Here are some entries; quote each one exactly.

(Position annotation records)
────
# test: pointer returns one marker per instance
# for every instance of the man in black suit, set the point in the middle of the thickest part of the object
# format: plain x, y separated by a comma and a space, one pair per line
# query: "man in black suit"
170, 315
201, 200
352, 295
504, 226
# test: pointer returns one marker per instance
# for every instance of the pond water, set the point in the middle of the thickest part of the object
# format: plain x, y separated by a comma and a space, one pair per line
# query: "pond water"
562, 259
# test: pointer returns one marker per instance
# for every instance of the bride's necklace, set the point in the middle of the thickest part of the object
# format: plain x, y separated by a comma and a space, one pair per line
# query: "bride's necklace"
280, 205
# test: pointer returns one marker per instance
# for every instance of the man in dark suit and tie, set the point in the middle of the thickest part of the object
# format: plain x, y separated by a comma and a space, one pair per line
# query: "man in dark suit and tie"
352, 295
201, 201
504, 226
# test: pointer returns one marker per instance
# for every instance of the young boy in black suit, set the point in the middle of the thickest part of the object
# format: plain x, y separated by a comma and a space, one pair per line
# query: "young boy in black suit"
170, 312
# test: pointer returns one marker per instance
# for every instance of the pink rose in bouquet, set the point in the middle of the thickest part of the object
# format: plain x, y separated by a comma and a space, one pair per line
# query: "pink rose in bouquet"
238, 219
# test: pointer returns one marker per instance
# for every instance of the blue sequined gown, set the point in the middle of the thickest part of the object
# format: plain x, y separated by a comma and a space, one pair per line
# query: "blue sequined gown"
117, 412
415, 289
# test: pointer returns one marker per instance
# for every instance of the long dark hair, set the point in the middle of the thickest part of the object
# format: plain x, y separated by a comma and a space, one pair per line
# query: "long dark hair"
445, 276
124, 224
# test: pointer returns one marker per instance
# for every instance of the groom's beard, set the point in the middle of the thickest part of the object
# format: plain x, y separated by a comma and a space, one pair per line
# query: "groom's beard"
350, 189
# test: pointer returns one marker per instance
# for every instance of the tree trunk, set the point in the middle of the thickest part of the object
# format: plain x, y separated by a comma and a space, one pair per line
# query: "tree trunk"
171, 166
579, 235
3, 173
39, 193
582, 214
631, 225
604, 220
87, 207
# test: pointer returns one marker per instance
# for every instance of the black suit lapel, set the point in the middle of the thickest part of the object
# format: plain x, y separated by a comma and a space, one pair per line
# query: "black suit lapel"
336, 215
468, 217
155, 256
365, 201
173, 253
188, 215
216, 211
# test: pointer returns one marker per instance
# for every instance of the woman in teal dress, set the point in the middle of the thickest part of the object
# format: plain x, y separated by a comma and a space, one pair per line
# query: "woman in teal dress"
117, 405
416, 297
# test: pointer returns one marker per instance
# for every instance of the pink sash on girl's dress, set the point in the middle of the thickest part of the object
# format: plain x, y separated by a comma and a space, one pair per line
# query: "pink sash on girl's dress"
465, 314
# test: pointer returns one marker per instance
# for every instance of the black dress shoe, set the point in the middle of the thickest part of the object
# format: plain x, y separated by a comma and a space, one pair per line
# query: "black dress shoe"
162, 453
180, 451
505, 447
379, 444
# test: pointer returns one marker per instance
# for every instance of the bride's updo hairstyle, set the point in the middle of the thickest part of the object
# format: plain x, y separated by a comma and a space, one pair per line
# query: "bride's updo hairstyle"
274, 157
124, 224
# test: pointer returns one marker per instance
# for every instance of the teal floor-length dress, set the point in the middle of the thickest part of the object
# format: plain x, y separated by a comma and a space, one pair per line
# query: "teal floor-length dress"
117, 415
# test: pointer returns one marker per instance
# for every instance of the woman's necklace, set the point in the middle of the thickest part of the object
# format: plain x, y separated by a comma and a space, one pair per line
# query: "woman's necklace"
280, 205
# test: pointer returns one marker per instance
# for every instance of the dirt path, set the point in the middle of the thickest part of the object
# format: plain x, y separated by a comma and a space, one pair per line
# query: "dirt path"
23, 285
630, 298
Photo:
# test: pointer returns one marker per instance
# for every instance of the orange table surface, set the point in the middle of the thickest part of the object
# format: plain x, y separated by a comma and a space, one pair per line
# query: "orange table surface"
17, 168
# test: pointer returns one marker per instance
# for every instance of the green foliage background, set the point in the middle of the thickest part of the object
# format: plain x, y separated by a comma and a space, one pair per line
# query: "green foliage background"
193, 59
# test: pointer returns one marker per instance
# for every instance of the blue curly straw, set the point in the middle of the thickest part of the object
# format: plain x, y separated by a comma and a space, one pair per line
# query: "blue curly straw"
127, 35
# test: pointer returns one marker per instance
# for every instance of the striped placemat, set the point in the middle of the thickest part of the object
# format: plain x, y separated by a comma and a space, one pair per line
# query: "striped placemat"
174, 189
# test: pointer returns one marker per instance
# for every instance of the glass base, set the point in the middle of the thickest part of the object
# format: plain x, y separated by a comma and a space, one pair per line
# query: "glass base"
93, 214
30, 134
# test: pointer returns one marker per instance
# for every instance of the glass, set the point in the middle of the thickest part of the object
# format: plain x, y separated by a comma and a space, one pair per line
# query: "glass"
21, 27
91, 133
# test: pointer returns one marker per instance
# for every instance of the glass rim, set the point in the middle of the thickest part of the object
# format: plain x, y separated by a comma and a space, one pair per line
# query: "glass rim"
────
*The response*.
# test: pointer returns one marker per instance
# for every instance of the man in black suit, set the point in the middle of the thickest part of the object
# format: plain x, y separated by a comma and a space, one pair per line
# query: "man in black suit"
170, 315
201, 200
352, 295
504, 226
# test: pointer returns one marker per instance
# for every instance of the pond water, set the point in the middle of the thickest part of the object
# format: plain x, y separated by a comma and a space, one pair per line
# query: "pond water"
562, 259
# test: pointer returns one marker per instance
# for every instance of the bride's necklace, set the point in the middle of the thickest part of the object
# format: plain x, y separated by a comma and a space, one pair per line
# query: "bride's necklace"
280, 205
# test: pointer returns one marker per instance
# for every instance of the man in dark suit and tie, set the point in the middle of the thickest part of the object
# format: plain x, y separated by a comma and a space, one pair per line
# query: "man in dark suit and tie"
352, 295
201, 201
504, 226
# test: pointer returns one marker per instance
# for every instance of the young boy in black suit, set the point in the middle of the thickest part of the object
# format: plain x, y separated by a comma and a space, one pair per line
# query: "young boy in black suit"
170, 312
# test: pointer returns one marker per instance
# for every instance of the pink rose in bouquet, set the point in the middle of the thickest part of the object
# format: plain x, y separated by a comma and a space, one pair per line
# query: "pink rose in bouquet"
238, 219
# test: pointer returns one marker per instance
# for every instance of the blue sequined gown, set the point in the middle of the thickest part of the object
# format: plain x, y separated by a comma and a space, one pair per line
# query: "blue sequined gown"
117, 412
415, 289
# test: pointer returns one marker per instance
# for every instance of the long dark hair, set the point in the middle of the thickest part of the object
# format: plain x, y separated by a comma and a space, one pair per line
# query: "long dark hair"
445, 276
124, 224
# test: pointer returns one marker per instance
# for every instance of the groom's beard, set the point in the middle of the thickest part of the object
# format: plain x, y separated by a comma and a space, one pair per line
# query: "groom's beard"
350, 189
# test: pointer returns one marker per instance
# for every instance of the tree trunk, set the point in the middle of the thickest part of the object
# format: plain x, y separated by a comma and a space, one pair per line
# query: "tree trunk"
171, 166
579, 235
3, 173
39, 193
582, 214
631, 225
604, 220
87, 207
# test: pointer returns one marker per instance
# for every instance of the black suit lapel, set the point in the middle of the thickest part of the object
# format: plain x, y separated by a comma and a space, one pair per line
# query: "black suit lapel"
336, 215
468, 217
155, 256
365, 201
173, 253
188, 215
216, 211
# test: pointer returns one marker per instance
# for every instance of the woman in teal dress, set the point in the middle of the thickest part of the object
# format: plain x, y separated by a comma and a space, one pair per line
# query: "woman in teal dress"
117, 405
416, 297
# test: pointer returns one marker per instance
# for every instance of the pink sash on girl's dress, set the point in the middle of the thickest part of the object
# format: plain x, y separated by a comma and a space, one pair per line
# query: "pink sash on girl's dress"
465, 314
# test: pointer returns one marker per instance
# for every instance of the black dress shoe, set the point in the middle of the thickest part of the object
# format: plain x, y separated by a comma and a space, one pair per line
# query: "black dress shoe"
162, 453
180, 451
505, 447
379, 444
# test: pointer returns one marker per instance
# for every instance of the bride's updo hairstyle, set the point in the middle of the thickest part of the object
# format: plain x, y separated by a comma and a space, one pair per line
# query: "bride's updo hairstyle"
274, 157
124, 224
# test: pointer returns one marker per instance
# for every instance of the teal floor-length dress, set the point in the middle of the thickest part of the object
# format: plain x, y separated by a comma and a space, one pair per line
# query: "teal floor-length dress"
117, 415
# test: pointer returns one marker per instance
# for every instance of the woman's necklace, set the point in the middle of the thickest part of the object
# format: plain x, y separated by a comma and a space, one pair per line
# query: "woman's necklace"
280, 205
# test: pointer returns one marker per instance
# for every instance of the dirt path, set the point in the middle of the thickest part of the object
# format: plain x, y separated by a comma and a space, one pair per line
# query: "dirt path"
23, 285
630, 298
Photo:
# test: pointer returns one marker per instance
# for every instance of the orange table surface, set the point in the middle of the thickest part of the object
# format: plain x, y separated by a comma and a space, one pair per line
# query: "orange table surface"
17, 168
# test: pointer returns one marker per instance
# for every instance of the green foliage background, set the point in the middle of the thickest part of the object
# format: plain x, y separated by a comma and a space, one pair per line
# query: "green foliage background"
193, 59
# test: pointer returns one marker per instance
# for every instance of the blue curly straw, set the point in the middle of the thickest part of the object
# format: plain x, y separated by a comma and a space, one pair per line
# query: "blue curly straw"
127, 35
# test: pointer returns one marker per instance
# for every instance of the striped placemat, set the point in the middle of the thickest part of the object
# format: plain x, y separated by a comma and a space, one pair per line
# query: "striped placemat"
174, 189
# test: pointer returns one marker per instance
# for every instance of the glass base, set the point in the middle of the thickest part of the object
# format: plain x, y separated by a comma and a space, one pair per line
# query: "glass base"
93, 214
30, 134
# test: pointer returns one marker per instance
# for every instance of the glass, set the point in the middle of the thickest part of the object
# format: plain x, y separated by a comma and a space, one pair per line
# query: "glass"
21, 27
91, 133
# test: pointer returns one marker per instance
# for every instance of the glass rim, set the point in the middle of the thickest part of the object
# format: plain x, y separated by a comma and a space, one pair per line
# query: "glass rim"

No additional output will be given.